TASK INSTRUCTIONS:
Reprint every entry, character for character.

RECORD EXTRACTS:

---

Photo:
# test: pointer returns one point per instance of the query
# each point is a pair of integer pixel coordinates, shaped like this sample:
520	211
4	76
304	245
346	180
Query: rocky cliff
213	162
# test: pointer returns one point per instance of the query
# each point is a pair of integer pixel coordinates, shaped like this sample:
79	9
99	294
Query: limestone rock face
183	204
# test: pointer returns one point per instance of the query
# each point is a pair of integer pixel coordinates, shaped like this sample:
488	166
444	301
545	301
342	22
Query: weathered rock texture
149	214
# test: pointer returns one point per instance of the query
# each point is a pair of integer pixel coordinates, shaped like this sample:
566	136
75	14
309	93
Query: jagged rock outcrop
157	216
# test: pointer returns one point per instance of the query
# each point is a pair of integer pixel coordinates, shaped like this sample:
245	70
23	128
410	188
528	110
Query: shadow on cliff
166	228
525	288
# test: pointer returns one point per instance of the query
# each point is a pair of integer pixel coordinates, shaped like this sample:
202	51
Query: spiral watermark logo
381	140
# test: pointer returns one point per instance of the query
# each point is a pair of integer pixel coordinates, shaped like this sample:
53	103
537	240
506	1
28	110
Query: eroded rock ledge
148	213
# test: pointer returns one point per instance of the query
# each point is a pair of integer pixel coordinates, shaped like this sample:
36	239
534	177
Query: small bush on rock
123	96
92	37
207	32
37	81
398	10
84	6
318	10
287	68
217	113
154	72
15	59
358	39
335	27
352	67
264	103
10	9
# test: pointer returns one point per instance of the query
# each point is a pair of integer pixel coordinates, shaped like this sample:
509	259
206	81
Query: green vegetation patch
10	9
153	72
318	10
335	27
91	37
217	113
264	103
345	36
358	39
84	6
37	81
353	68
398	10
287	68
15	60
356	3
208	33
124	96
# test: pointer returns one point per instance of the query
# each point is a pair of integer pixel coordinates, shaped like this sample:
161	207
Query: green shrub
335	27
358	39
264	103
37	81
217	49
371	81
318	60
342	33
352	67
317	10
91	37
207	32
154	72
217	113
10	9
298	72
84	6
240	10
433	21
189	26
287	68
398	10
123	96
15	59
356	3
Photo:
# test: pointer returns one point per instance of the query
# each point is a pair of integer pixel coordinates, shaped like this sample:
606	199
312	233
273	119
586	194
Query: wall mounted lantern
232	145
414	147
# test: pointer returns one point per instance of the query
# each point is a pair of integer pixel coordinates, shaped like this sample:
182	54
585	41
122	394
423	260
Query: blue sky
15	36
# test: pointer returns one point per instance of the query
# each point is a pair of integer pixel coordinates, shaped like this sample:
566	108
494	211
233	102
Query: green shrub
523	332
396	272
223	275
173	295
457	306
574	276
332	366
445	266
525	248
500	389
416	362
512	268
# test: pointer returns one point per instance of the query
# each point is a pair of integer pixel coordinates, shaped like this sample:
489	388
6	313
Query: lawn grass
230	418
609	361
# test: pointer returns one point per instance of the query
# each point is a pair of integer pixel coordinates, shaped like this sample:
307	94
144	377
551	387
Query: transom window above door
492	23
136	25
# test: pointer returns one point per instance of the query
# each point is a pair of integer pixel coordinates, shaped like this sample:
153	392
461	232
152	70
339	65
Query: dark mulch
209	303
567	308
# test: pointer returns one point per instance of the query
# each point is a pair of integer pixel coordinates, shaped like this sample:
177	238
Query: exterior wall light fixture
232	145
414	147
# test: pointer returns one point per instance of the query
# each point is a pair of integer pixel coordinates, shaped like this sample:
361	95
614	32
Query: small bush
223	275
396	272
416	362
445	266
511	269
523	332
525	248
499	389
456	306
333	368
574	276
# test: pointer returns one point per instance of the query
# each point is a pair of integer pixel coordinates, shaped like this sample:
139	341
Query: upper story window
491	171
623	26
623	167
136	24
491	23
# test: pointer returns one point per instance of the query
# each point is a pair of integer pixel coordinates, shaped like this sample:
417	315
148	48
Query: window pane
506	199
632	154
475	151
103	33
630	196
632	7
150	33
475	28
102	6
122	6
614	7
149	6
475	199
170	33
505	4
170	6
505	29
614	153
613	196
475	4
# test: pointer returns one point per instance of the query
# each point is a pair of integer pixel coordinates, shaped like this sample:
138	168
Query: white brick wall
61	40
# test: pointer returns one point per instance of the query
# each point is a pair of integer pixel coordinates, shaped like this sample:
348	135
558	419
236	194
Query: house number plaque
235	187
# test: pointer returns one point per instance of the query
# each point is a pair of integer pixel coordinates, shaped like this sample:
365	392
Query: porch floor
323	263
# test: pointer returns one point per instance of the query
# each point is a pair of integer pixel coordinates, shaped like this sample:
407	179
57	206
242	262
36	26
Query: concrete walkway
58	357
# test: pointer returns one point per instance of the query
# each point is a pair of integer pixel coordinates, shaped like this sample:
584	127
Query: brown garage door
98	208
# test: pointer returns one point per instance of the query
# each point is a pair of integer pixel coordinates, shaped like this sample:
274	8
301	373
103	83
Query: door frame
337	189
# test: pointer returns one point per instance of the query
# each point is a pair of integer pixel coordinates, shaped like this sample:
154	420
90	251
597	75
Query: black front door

---

YOUR SOLUTION:
Photo:
# test: pointer returns one point per instance of the query
# each point is a pair of integer pixel coordinates, shaped like this sample:
520	211
4	76
304	245
346	180
Query: rocky cliff
213	162
# test: pointer returns one point per instance of the query
# each point is a pair of integer pixel coordinates, shaped like this sample:
79	9
99	294
Query: limestone rock face
183	204
# test: pointer returns one point per instance of the query
# each point is a pair of integer pixel coordinates, shaped like this sample:
488	166
444	301
545	301
342	22
Query: weathered rock texture
149	214
# test: pointer returns one point per instance of the query
# each point is a pair of integer pixel coordinates, shaped like this sample:
566	136
75	14
309	93
Query: jagged rock outcrop
157	216
# test: pointer returns one point per instance of the query
# each point is a pair of integer pixel coordinates, shaped like this sample:
245	70
23	128
410	188
528	110
Query: shadow on cliff
166	228
525	288
# test: pointer returns one point per instance of the query
# each point is a pair of integer pixel coordinates, shaped like this sample:
202	51
Query: spiral watermark logo
381	140
# test: pointer returns one point per instance of the query
# each point is a pair of integer pixel coordinates, shaped like this sample:
53	103
537	240
506	1
28	110
Query: eroded rock ledge
148	213
# test: pointer returns one point per instance of the query
# each point is a pair of integer pixel coordinates, shaped like this sample:
36	239
534	177
Query: small bush on rock
123	96
92	37
207	32
37	81
398	10
84	6
318	10
287	68
217	113
154	72
15	59
358	39
335	27
352	67
264	103
10	9
# test: pointer returns one point per instance of the query
# each point is a pair of integer pixel coordinates, shaped like this sample:
509	259
206	81
Query: green vegetation patch
10	9
153	72
318	10
335	27
91	37
217	113
264	103
345	36
358	39
84	6
37	81
353	68
398	10
287	68
15	60
356	3
208	33
124	96
# test: pointer returns one point per instance of the query
# each point is a pair of integer pixel coordinates, shaped like this sample:
161	207
Query: green shrub
335	27
358	39
264	103
37	81
217	49
371	81
318	60
342	33
352	67
317	10
91	37
207	32
154	72
217	113
10	9
298	72
84	6
240	10
433	21
189	26
287	68
398	10
123	96
15	59
356	3
Photo:
# test: pointer returns one point per instance of the query
# each point is a pair of integer pixel coordinates, shaped like this sample:
606	199
312	233
273	119
586	194
Query: wall mounted lantern
232	145
414	147
# test: pointer returns one point per instance of the query
# each point is a pair of integer pixel coordinates, shaped like this sample:
182	54
585	41
122	394
423	260
Query: blue sky
15	36
# test: pointer returns one point per instance of the query
# each point is a pair of integer pixel coordinates, shaped like this sample:
566	108
494	211
233	102
Query: green shrub
523	332
396	272
223	275
173	295
457	306
574	276
332	366
445	266
525	248
500	389
416	362
512	268
# test: pointer returns one point per instance of the query
# each point is a pair of integer pixel coordinates, shaped like this sample:
489	388
6	313
Query: lawn grass
230	418
609	361
# test: pointer returns one point per instance of the query
# each point is a pair of integer pixel coordinates, shaped like this sample:
307	94
144	377
551	387
Query: transom window above door
492	23
136	25
# test: pointer returns one point per instance of the query
# each point is a pair of integer pixel coordinates, shaped like this sample:
153	392
461	232
152	70
339	65
Query: dark mulch
209	303
567	308
# test: pointer returns one point per instance of the query
# each point is a pair of integer pixel coordinates, shaped like this sample:
177	238
Query: exterior wall light fixture
232	145
414	147
# test: pointer returns one point per instance of the query
# each point is a pair of integer pixel coordinates, shaped like this sample:
361	95
614	32
Query: small bush
223	275
396	272
416	362
445	266
511	269
523	332
525	248
499	389
456	306
333	368
574	276
# test: pointer returns one point per instance of the query
# each point is a pair of integer pixel coordinates, shaped like this sample:
139	341
Query: upper story window
491	171
623	26
623	167
136	24
491	23
# test: pointer returns one point per instance of the query
# each point is a pair of integer pixel coordinates, shaped like this sample:
417	315
148	48
Query: window pane
506	199
632	154
475	151
103	33
630	196
632	7
150	33
475	28
102	6
122	6
614	7
149	6
475	199
170	33
505	4
170	6
505	29
614	153
613	196
475	4
# test: pointer returns one point per instance of the query
# each point is a pair of integer pixel coordinates, shaped like this sample:
138	168
Query: white brick wall
61	40
# test: pointer returns one point per instance of the query
# each point is a pair of integer pixel coordinates, shaped like this sample:
348	135
558	419
236	194
Query: house number plaque
235	187
# test: pointer returns one point per instance of the query
# each point is a pair of integer pixel coordinates, shaped like this sample:
365	392
Query: porch floor
323	263
# test: pointer returns one point per instance of the query
# each point is a pair of integer pixel coordinates, shaped like this sample:
407	179
57	206
242	262
36	26
Query: concrete walkway
58	357
# test: pointer returns one point per instance of the query
# each point is a pair of integer pixel coordinates, shaped like this sample:
584	127
Query: brown garage door
98	208
# test: pointer returns one point per instance of the query
# each point is a pair of integer pixel coordinates, shaped like this sample:
274	8
301	373
103	83
Query: door frame
337	189
# test: pointer returns one point per instance of the query
# each point is a pair of integer pixel coordinates, shaped like this sample:
154	420
90	251
597	75
Query: black front door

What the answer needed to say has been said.